[Given request]: Please format the items below as a two-column CSV headed "label_text" and "coordinates," with one row per item, each value in its own quoted field, and line breaks turned into spaces. Leave out the pictures.

Point placement items:
===

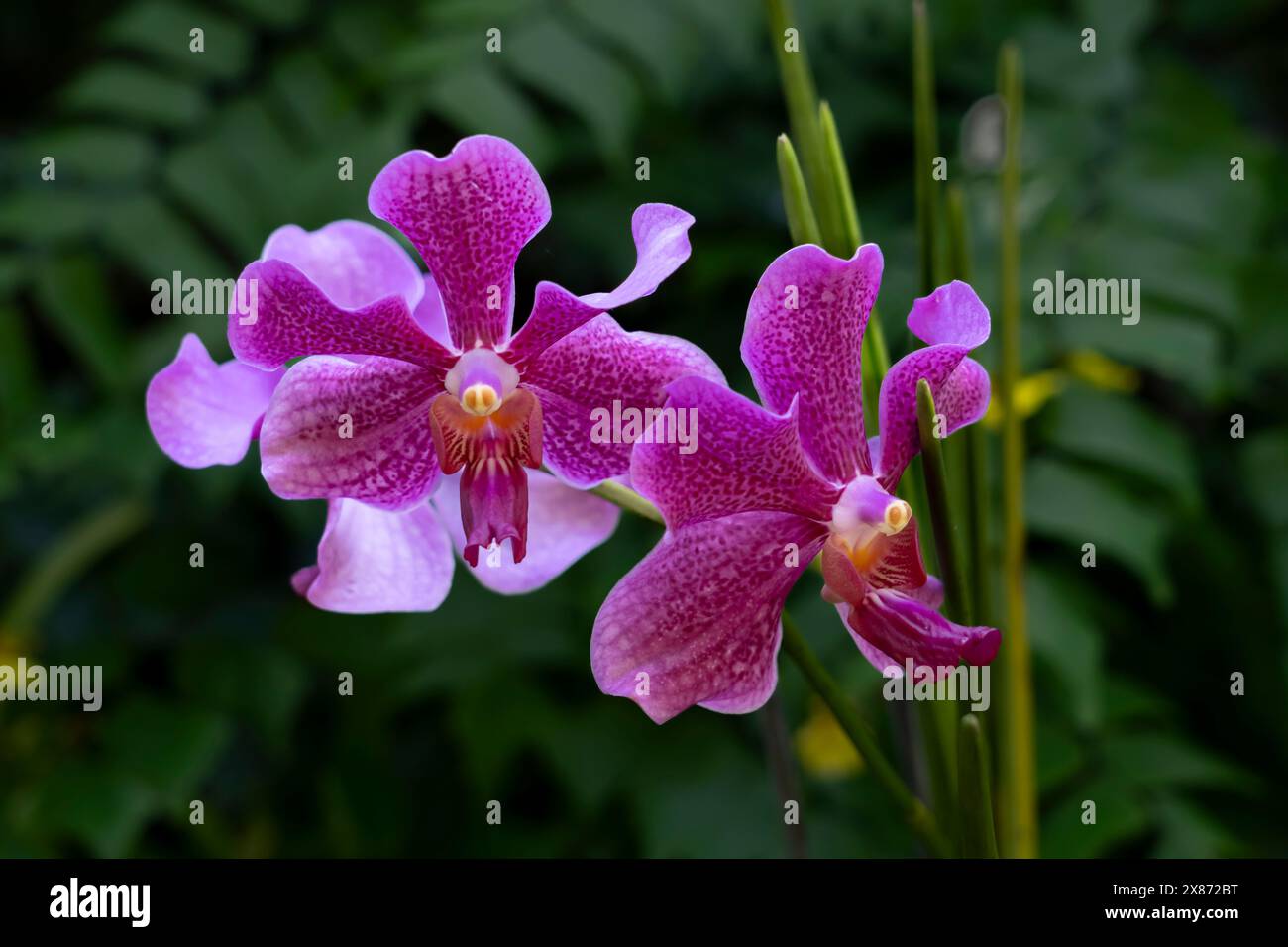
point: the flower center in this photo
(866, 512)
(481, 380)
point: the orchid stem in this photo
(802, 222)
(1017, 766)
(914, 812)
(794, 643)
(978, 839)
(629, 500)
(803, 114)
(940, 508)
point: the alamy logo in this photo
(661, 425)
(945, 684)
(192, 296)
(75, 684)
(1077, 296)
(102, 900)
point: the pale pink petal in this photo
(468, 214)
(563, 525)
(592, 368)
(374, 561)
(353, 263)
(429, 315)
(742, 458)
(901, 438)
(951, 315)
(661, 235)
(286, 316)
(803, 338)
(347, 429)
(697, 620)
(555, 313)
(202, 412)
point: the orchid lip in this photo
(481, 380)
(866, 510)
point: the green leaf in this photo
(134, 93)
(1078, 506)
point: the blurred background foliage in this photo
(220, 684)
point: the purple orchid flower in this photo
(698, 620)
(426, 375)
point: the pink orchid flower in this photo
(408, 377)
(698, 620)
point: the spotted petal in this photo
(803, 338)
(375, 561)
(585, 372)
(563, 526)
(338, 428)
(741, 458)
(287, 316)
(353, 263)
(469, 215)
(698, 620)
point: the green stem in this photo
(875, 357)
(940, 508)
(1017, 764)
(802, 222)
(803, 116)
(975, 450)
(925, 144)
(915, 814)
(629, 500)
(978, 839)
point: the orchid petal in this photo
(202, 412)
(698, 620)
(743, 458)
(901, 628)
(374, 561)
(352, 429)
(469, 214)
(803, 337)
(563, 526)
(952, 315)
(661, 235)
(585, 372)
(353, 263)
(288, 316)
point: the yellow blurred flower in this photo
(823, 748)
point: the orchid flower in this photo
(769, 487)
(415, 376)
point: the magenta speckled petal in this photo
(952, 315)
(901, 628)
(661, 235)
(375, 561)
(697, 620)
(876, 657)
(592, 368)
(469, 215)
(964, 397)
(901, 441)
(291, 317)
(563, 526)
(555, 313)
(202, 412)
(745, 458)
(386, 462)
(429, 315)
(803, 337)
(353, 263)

===

[Written solution]:
label_text,coordinates
"point: the flower center in this photo","(866, 512) (481, 380)"
"point: the orchid stem in this photo","(802, 222) (1017, 766) (914, 812) (794, 643) (978, 839) (629, 500) (803, 114) (940, 508)"
"point: the alamy logo in this photo","(661, 425) (945, 684) (192, 296) (75, 684) (1077, 296) (102, 900)"
"point: the pale pink petal in this photo","(468, 214) (563, 525) (592, 368) (374, 561) (353, 263) (429, 315) (742, 458) (901, 438) (951, 315) (661, 235) (286, 316) (803, 338) (347, 429) (697, 620) (555, 313) (202, 412)"
"point: the orchid lip in this photo","(481, 380) (866, 510)"
"point: the green leaf in this photo","(134, 93) (1078, 506)"
"point: the blurred background foliage in this photo","(220, 684)"
"point: the purple orchid flower in this photo","(698, 620) (426, 375)"
"point: the pink orchid flower in this photo","(408, 377) (698, 620)"
"point: the spotted petal in this photo","(803, 338) (375, 561) (585, 372) (563, 526) (338, 428) (741, 458) (287, 316) (353, 263) (469, 215) (698, 620)"
"point: the green stem in this photo","(875, 357) (940, 508) (1017, 764) (802, 222) (803, 116) (975, 450) (925, 144) (915, 814) (629, 500) (978, 839)"
"point: the orchid petal in this photo","(202, 412) (698, 620) (743, 458) (901, 628) (374, 561) (352, 429) (469, 214) (803, 337) (563, 526) (952, 315) (661, 235) (585, 372) (353, 263) (288, 316)"
"point: the yellow blurred flower in this photo","(823, 748)"
"point: the orchid flower in this photo","(769, 487) (415, 376)"
"point: the magenta speckled petal in this photo","(952, 315) (901, 628) (661, 235) (375, 561) (697, 620) (876, 657) (592, 368) (469, 215) (964, 397) (901, 441) (291, 317) (563, 526) (555, 313) (202, 412) (745, 458) (386, 462) (429, 315) (803, 337) (353, 263)"